## [Exercise task]
Could you reproduce each of the items below verbatim, line for line?

## [Exercise data]
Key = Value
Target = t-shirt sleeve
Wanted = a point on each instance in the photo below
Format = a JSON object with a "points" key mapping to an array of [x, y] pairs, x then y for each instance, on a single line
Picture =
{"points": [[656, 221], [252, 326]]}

## [Solved exercise]
Key = Value
Target = t-shirt sleeve
Wanted = a point on each instance in the photo below
Format = a JSON object with a "points" key mapping to an array of [x, y] pairs, x then y for each instance, on a single line
Picture =
{"points": [[656, 221], [252, 326]]}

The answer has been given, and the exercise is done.